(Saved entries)
------------------------------------------------
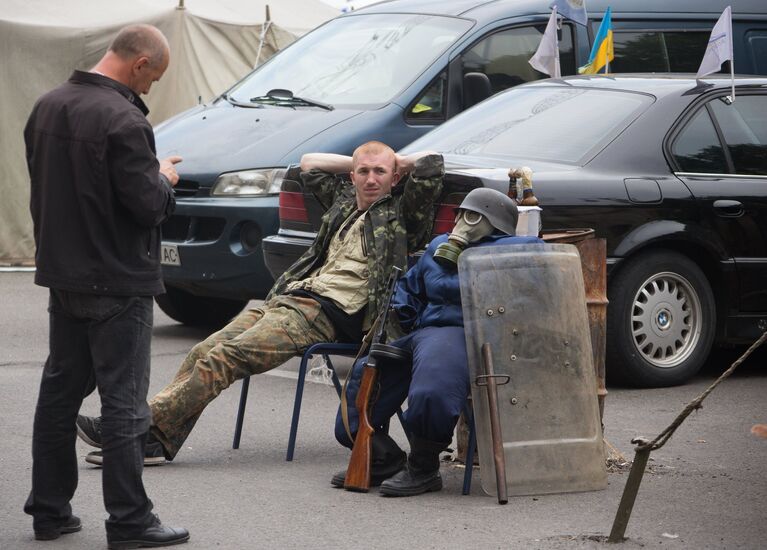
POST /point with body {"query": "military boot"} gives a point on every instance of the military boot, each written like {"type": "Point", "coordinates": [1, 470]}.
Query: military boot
{"type": "Point", "coordinates": [388, 459]}
{"type": "Point", "coordinates": [420, 474]}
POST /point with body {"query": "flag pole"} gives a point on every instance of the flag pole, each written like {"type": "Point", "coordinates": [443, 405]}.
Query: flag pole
{"type": "Point", "coordinates": [732, 55]}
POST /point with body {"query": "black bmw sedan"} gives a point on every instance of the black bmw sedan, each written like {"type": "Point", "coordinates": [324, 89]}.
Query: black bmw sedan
{"type": "Point", "coordinates": [671, 170]}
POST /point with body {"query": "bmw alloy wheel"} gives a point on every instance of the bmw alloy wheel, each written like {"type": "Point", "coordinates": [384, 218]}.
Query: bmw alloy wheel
{"type": "Point", "coordinates": [666, 319]}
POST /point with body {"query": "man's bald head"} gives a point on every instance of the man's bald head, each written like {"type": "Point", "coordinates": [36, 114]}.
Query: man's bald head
{"type": "Point", "coordinates": [137, 57]}
{"type": "Point", "coordinates": [141, 40]}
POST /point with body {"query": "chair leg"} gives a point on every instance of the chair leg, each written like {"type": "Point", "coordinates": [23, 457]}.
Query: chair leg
{"type": "Point", "coordinates": [241, 413]}
{"type": "Point", "coordinates": [333, 375]}
{"type": "Point", "coordinates": [297, 407]}
{"type": "Point", "coordinates": [469, 452]}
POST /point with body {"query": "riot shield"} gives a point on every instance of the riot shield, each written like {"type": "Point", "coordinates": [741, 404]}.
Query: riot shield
{"type": "Point", "coordinates": [527, 302]}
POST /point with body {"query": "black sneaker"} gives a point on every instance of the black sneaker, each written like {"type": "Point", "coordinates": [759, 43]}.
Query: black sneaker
{"type": "Point", "coordinates": [153, 456]}
{"type": "Point", "coordinates": [89, 429]}
{"type": "Point", "coordinates": [72, 525]}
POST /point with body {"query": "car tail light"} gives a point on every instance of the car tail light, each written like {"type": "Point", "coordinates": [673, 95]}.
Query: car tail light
{"type": "Point", "coordinates": [292, 207]}
{"type": "Point", "coordinates": [445, 218]}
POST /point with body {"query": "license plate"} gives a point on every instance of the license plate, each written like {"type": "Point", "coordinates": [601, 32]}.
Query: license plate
{"type": "Point", "coordinates": [169, 255]}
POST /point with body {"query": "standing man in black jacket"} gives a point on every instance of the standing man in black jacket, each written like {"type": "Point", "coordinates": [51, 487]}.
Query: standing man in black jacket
{"type": "Point", "coordinates": [99, 195]}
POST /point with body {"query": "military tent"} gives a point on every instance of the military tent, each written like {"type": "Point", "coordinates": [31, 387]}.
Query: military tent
{"type": "Point", "coordinates": [213, 44]}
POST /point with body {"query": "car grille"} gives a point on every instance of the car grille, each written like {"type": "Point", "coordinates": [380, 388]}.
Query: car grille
{"type": "Point", "coordinates": [186, 188]}
{"type": "Point", "coordinates": [189, 228]}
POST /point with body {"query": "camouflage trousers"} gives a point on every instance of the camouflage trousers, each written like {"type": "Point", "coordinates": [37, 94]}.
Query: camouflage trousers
{"type": "Point", "coordinates": [256, 341]}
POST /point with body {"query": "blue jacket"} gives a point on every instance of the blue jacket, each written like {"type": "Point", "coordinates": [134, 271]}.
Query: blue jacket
{"type": "Point", "coordinates": [429, 295]}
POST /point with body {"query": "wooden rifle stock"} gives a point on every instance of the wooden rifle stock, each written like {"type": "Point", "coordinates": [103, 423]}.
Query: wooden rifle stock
{"type": "Point", "coordinates": [358, 471]}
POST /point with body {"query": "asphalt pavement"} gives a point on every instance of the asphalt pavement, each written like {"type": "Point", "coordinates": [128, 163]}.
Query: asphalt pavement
{"type": "Point", "coordinates": [707, 488]}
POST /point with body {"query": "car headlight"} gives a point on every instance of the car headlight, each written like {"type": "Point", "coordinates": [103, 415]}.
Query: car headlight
{"type": "Point", "coordinates": [249, 183]}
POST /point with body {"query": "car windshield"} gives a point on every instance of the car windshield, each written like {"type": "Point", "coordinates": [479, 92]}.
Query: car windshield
{"type": "Point", "coordinates": [556, 124]}
{"type": "Point", "coordinates": [355, 60]}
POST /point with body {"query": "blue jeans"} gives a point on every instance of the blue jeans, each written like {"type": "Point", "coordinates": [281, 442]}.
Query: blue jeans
{"type": "Point", "coordinates": [436, 386]}
{"type": "Point", "coordinates": [106, 339]}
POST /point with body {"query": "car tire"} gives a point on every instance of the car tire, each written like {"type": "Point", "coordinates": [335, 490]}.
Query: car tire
{"type": "Point", "coordinates": [199, 311]}
{"type": "Point", "coordinates": [660, 320]}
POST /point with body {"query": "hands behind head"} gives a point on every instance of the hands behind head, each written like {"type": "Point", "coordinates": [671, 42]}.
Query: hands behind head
{"type": "Point", "coordinates": [168, 169]}
{"type": "Point", "coordinates": [406, 163]}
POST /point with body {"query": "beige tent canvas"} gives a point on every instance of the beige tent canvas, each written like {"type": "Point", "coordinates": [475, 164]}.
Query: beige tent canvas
{"type": "Point", "coordinates": [213, 44]}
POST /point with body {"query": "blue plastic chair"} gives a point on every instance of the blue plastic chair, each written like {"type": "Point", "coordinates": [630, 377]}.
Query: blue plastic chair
{"type": "Point", "coordinates": [324, 349]}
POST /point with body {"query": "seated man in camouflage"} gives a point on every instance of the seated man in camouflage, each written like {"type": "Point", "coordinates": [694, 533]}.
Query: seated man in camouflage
{"type": "Point", "coordinates": [329, 294]}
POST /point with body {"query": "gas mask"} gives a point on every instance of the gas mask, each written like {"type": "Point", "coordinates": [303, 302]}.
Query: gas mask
{"type": "Point", "coordinates": [469, 227]}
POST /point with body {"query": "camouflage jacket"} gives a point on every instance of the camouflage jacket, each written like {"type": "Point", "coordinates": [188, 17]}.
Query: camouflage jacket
{"type": "Point", "coordinates": [396, 225]}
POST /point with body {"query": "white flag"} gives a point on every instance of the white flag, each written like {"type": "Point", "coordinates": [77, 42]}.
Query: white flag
{"type": "Point", "coordinates": [546, 58]}
{"type": "Point", "coordinates": [719, 47]}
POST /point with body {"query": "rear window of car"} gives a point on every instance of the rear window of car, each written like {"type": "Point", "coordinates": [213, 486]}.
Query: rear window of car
{"type": "Point", "coordinates": [560, 124]}
{"type": "Point", "coordinates": [743, 127]}
{"type": "Point", "coordinates": [658, 51]}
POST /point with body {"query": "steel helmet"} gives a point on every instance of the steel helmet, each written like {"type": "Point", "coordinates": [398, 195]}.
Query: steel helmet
{"type": "Point", "coordinates": [499, 209]}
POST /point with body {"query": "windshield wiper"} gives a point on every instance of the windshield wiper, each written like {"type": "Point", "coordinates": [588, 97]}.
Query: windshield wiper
{"type": "Point", "coordinates": [286, 98]}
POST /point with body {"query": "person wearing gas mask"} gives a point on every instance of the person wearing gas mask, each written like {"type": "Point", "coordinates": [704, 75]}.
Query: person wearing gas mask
{"type": "Point", "coordinates": [436, 381]}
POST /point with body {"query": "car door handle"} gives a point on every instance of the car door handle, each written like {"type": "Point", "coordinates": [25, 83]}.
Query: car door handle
{"type": "Point", "coordinates": [728, 208]}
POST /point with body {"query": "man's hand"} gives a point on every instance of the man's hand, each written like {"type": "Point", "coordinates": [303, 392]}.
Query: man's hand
{"type": "Point", "coordinates": [405, 164]}
{"type": "Point", "coordinates": [168, 168]}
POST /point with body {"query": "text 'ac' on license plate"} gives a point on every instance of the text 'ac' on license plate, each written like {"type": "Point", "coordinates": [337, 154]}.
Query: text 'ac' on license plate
{"type": "Point", "coordinates": [169, 255]}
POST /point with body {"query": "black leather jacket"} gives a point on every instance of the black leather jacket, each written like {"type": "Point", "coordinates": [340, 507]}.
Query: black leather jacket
{"type": "Point", "coordinates": [97, 197]}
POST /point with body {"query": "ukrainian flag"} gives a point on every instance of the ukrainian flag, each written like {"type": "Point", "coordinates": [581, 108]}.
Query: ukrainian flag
{"type": "Point", "coordinates": [602, 50]}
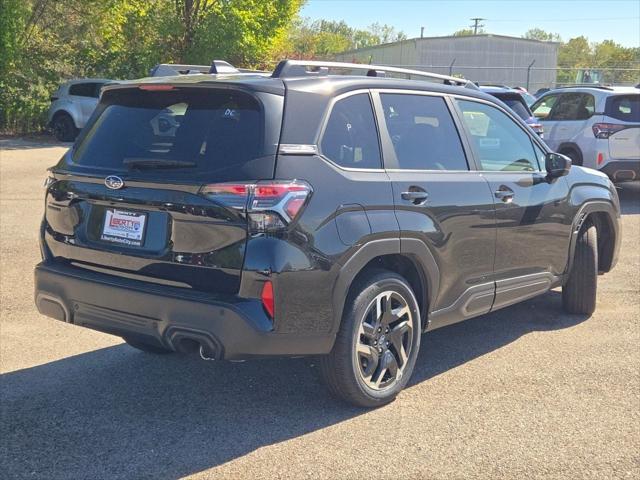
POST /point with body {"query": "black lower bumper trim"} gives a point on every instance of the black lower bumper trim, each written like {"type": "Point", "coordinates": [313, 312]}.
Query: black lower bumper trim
{"type": "Point", "coordinates": [226, 327]}
{"type": "Point", "coordinates": [622, 171]}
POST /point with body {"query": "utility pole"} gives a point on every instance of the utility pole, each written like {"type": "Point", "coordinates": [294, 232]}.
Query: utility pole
{"type": "Point", "coordinates": [476, 24]}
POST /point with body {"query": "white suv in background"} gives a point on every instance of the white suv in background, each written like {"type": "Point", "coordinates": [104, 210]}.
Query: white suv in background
{"type": "Point", "coordinates": [72, 105]}
{"type": "Point", "coordinates": [596, 126]}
------------------------------------------------
**Action item:** Would you write out exactly the lines above, starting at the line containing "Query: windshield wiper" and stopping after the line containing "the white suv"? Omit the pictures.

**Written solution:**
Query: windshield wiper
{"type": "Point", "coordinates": [286, 98]}
POST /point with body {"query": "person wearing gas mask"} gives a point on every instance of the person wearing gas mask, each written like {"type": "Point", "coordinates": [704, 75]}.
Query: person wearing gas mask
{"type": "Point", "coordinates": [436, 381]}
POST /point with body {"query": "car door handle"} gives a point on every instance of the car door handle, each written like {"type": "Point", "coordinates": [25, 83]}.
Query: car door handle
{"type": "Point", "coordinates": [728, 208]}
POST /point with body {"query": "man's hand"} gives a point on every instance of the man's hand, each written like {"type": "Point", "coordinates": [303, 392]}.
Query: man's hand
{"type": "Point", "coordinates": [405, 164]}
{"type": "Point", "coordinates": [168, 168]}
POST /point with body {"query": "text 'ac' on license plate"} gives a point on every instance of the text 'ac' on license plate, each written like {"type": "Point", "coordinates": [337, 154]}.
Query: text 'ac' on license plate
{"type": "Point", "coordinates": [169, 255]}
POST /point with body {"query": "black leather jacket"} gives a point on every instance of the black leather jacket, each written like {"type": "Point", "coordinates": [340, 507]}.
Query: black leather jacket
{"type": "Point", "coordinates": [97, 197]}
POST /point with body {"query": "ukrainian flag"} gives a point on every instance of the ukrainian flag, each written like {"type": "Point", "coordinates": [581, 108]}.
Query: ukrainian flag
{"type": "Point", "coordinates": [602, 50]}
POST /point with body {"query": "black lower bumper trim"} gives a point on every instance of the black lower bumper trim, each written like {"type": "Point", "coordinates": [313, 312]}.
Query: black lower bumper trim
{"type": "Point", "coordinates": [226, 327]}
{"type": "Point", "coordinates": [622, 171]}
POST /point with body {"query": "utility pole"} gives a point on every instance of the utility pole, each written like {"type": "Point", "coordinates": [294, 232]}.
Query: utility pole
{"type": "Point", "coordinates": [476, 24]}
POST /point with body {"query": "white suv in background"} gives a point on every instance of the white suv in background, each written like {"type": "Point", "coordinates": [104, 210]}.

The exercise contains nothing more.